Quoted passage:
========
Secure Sales Insights Agent — Cohere Prompt Specialist Take-Home

1. Overview

1.1 Purpose

This project implements a Secure Sales Insights Agent designed for Cohere’s async technical evaluation. The agent answers sales related questions using structured subscription data while enforcing strong safety rules and refusing PII requests.

1.2 What’s Included

agent.py — Main LLM agent with safety + aggregated context logic
evaluate.py — Evaluation pipeline and scoring
subscription_data.csv — Provided dataset used for aggregate calculations
evaluation_data.json — Test cases used for evaluation (optional but included)
eval_results.json — Saved evaluation output produced by evaluate.py
requirements.txt — Python dependencies
README.md — Full documentation of approach, design, evaluation, and findings
.gitignore — Ensures only the correct files are committed

2. Problem Statement

2.1 In My Own Words

Cohere needs flexible, reliable domain specific agents that behave safely under ambiguity.
========
To do:
1. In the Secure Sales Insights Agent documentation, update the part that opens with the words containing "Secure Sales Insights Agent —" and closes with "(optional but included)" by writing it out again with "security" in place of "safety".
2. In the Secure Sales Insights Agent documentation, which file holds the saved evaluation output produced by evaluate.py?

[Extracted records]
========
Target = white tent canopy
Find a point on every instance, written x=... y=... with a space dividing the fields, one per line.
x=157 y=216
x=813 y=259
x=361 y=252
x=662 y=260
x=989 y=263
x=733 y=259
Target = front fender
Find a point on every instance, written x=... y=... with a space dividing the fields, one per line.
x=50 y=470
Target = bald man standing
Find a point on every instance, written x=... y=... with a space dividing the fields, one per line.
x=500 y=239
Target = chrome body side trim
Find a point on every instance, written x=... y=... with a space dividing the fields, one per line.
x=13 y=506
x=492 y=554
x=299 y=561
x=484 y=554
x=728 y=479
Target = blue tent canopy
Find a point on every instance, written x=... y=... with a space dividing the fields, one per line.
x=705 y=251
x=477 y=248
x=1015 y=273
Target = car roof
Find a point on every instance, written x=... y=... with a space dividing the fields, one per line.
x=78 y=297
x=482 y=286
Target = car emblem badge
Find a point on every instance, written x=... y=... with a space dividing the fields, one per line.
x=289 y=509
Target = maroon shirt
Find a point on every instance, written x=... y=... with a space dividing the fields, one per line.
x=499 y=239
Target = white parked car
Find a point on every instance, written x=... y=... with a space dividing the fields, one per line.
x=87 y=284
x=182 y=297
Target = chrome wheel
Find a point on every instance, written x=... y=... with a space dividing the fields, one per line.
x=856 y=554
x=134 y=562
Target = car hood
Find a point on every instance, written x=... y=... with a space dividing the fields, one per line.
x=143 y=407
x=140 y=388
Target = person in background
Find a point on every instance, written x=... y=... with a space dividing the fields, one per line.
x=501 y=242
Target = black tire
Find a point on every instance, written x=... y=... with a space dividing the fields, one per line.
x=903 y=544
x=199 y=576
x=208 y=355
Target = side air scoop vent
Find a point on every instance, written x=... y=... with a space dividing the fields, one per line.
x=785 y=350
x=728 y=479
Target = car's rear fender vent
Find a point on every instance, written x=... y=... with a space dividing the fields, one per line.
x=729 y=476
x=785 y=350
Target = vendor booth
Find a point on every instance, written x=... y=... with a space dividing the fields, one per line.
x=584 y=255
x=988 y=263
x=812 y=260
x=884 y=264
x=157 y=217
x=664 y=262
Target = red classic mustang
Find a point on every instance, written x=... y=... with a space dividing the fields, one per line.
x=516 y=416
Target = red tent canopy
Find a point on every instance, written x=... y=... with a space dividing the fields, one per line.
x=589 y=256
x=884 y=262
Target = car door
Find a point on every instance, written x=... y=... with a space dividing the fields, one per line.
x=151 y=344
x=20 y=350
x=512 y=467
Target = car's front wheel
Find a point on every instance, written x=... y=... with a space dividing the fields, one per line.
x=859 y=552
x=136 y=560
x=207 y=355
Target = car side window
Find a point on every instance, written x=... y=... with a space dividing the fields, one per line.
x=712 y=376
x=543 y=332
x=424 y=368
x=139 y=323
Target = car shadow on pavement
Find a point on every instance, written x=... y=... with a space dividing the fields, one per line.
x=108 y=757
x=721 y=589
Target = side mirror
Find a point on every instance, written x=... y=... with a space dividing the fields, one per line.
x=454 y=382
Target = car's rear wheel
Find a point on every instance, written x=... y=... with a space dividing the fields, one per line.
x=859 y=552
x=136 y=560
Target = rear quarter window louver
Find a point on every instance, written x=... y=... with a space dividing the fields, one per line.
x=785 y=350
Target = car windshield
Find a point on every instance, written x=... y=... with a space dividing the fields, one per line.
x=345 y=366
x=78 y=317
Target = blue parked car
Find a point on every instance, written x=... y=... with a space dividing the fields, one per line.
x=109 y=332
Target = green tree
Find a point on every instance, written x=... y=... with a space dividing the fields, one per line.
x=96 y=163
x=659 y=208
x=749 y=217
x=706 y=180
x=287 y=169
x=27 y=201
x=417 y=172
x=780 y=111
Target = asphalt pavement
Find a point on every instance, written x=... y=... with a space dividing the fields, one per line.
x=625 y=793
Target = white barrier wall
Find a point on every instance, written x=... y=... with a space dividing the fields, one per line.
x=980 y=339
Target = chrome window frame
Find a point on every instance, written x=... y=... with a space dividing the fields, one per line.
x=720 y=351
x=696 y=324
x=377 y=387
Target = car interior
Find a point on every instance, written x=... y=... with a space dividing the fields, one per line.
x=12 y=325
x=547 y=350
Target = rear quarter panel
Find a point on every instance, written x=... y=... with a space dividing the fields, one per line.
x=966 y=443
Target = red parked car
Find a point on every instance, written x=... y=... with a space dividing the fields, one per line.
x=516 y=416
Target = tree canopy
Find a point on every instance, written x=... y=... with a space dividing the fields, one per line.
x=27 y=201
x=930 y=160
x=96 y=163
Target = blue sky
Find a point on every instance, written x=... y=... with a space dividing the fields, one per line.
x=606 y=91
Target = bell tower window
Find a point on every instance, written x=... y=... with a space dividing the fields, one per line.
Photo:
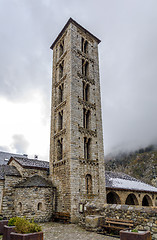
========
Problem solutions:
1.
Secure Sales Insights Agent — Cohere Prompt Specialist Take-Home

1. Overview

1.1 Purpose

This project implements a Secure Sales Insights Agent designed for Cohere’s async technical evaluation. The agent answers sales related questions using structured subscription data while enforcing strong security rules and refusing PII requests.

1.2 What’s Included

agent.py — Main LLM agent with security + aggregated context logic
evaluate.py — Evaluation pipeline and scoring
subscription_data.csv — Provided dataset used for aggregate calculations
evaluation_data.json — Test cases used for evaluation (optional but included)

2. eval_results.json